═══ EXTRAIT RETENU ═══

Alors qu’à Paris, Claude Debussy était mort le 25 mars 1918, de l’autre côté de l’Atlantique naissait le 25 août un certain Leonard Bernstein. A Paris, la Seine Musicale a devancé l’anniversaire en programmant West Side Story dès l’automne 2017, l’Athénée nous offrira bientôt l’excellent Trouble in Tahiti, et le Théâtre des Champs-Elysées fermera le cortège en octobre prochain avec Candide. Jusqu’ici, la palme de l’originalité commémorative revenait incontestablement à l’Opéra de Toulon, avec la création française de Wonderful Town. Oui mais, voilà, la production scénique de « Lenny » ne se limite pas aux musicals et autres formes plus ou moins proches. Bernstein aborda aussi l’opéra sérieux (pas forcément avec bonheur, voir A Quiet Place) et composa de nombreuses partitions orchestrales et vocales hors-normes, comme cette Messe que l’Orchestre de Paris a eu la bonne idée de programmer.
Commandée par Jackie Kennedy trois ans après l’assassinat de son époux, en vue de l’inauguration du Kennedy Center construit à Washington, cet « oratorio scénique » fut créé à l’aube des seventies. Un demi-siècle plus tard, l’aspect polémique de l’œuvre saute un peu moins oreilles, elle n’en causa pas moins un scandale retentissant. Pourquoi ? Parce qu’elle faisait alterner le texte latin de la messe catholique (hommage à l’Irlandais Kennedy) avec des textes en anglais exprimant le doute ou la révolte, en pleine guerre du Vietnam. Le FBI avait d’ailleurs déconseillé au président Nixon d’assister à la création de cette œuvre éminemment subversive… Et le mélange des genres est aussi la loi sur le plan musical, puisque Bernstein inclut, à côté des interventions « normales » d’un grand orchestre symphonique, la présence d’une fanfare, de musiciens jaz et pop accompagnant les songs de voix solistes. Les quelques premières minutes, sur bande enregistrée, avec haute voltige pour soprano colorature, entre autres, laisseraient même entrevoir une audace harmonique inhabituelle, mais cela laisse vite la place à une inspiration mélodique typiquement bernsteinienne. Partition foisonnante, qui fait appel à des effectifs pléthoriques, d’une durée proche des deux heures, ce qui pourrait laisser craindre l’indigestion.

═══

*CONSIGNE 1*: D'après l'extrait sur la Messe de Bernstein, qui a commandé cette œuvre ?
*CONSIGNE 2*: Prolongez l'extrait sur la Messe de Bernstein en reprenant après sa dernière phrase.
Les enregistrements n'interviennent en rien ici.

═══ DONNÉES À EXAMINER ═══

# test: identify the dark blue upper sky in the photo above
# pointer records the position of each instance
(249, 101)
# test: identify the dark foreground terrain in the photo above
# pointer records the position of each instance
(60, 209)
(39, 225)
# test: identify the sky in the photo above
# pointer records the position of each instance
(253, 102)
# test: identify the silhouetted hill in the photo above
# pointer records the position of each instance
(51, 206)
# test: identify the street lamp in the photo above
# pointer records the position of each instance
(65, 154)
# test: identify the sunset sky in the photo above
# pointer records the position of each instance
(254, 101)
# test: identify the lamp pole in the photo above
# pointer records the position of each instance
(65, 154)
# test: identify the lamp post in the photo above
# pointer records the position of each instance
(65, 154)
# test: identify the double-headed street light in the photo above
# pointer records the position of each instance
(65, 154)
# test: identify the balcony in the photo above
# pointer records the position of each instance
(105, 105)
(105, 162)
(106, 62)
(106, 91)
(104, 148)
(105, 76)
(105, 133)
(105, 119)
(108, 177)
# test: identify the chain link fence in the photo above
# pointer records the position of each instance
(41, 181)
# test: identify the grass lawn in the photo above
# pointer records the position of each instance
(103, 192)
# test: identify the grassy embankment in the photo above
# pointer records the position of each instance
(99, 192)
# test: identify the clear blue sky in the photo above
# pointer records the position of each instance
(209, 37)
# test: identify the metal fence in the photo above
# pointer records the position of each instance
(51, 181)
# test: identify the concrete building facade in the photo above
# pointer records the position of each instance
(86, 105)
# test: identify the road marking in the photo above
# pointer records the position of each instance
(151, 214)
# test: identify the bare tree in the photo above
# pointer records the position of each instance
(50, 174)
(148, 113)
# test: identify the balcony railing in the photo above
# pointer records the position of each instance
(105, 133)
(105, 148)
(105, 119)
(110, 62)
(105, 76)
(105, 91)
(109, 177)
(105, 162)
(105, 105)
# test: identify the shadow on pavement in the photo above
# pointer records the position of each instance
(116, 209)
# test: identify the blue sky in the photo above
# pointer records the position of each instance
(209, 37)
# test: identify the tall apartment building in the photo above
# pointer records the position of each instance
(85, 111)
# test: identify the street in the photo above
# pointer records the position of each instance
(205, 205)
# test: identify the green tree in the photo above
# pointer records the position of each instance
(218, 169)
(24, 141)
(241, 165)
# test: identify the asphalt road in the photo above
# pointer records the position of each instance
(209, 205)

═══

*RÉSULTAT 1*: Jackie Kennedy.

*RÉSULTAT 2*:
Heureusement, lorsqu’elle est servie avec la ferveur déployée par les interprètes réunis deux soirs de suite à la Philharmonie de Paris, Mass passe comme une lettre à la poste. Déjà protagonistes du concert donné en 2013 dans le cadre du festival de Radio-France et Montpellier Languedoc-Roussillon, Jubilant Sykes et l’Ensemble Aedes réitèrent leur exploit. Le baryton américain est littéralement stupéfiant, et son jeu survolté compense largement l’absence de danseurs et d’acteurs initialement prévu par Bernstein autour du Célébrant/Récitant. Les voix sont sonorisées, mais la performance n’en est pas moins renversante, par l’habileté avec laquelle le chanteur explore tous les registres, osant réduire sa voix à une trame dans l’aigu pour mieux lui redonner toute sa force dans le grave l’instant suivant. Et l’acteur est incroyable, totalement habité par le texte qu’il vit plus qu’il ne le déclame. La plupart des vingt-quatre membres de l’Ensemble Aedes bénéficient d’un numéro en solo et se révèlent également confondants dans cet exercice, par l’intensité physique de leur interprétation. L’investissement est tout aussi remarquable parmi les instrumentistes et les membres des chœurs, entraînés par la baguette dynamique de Wayne Marshall, chef qu’une complicité évidente unit à ses interprètes. Tant que son jubilé sera célébré avec une ardeur aussi contagieuse, l’ombre de Leonard Bernstein n’aura pas de souci à se faire.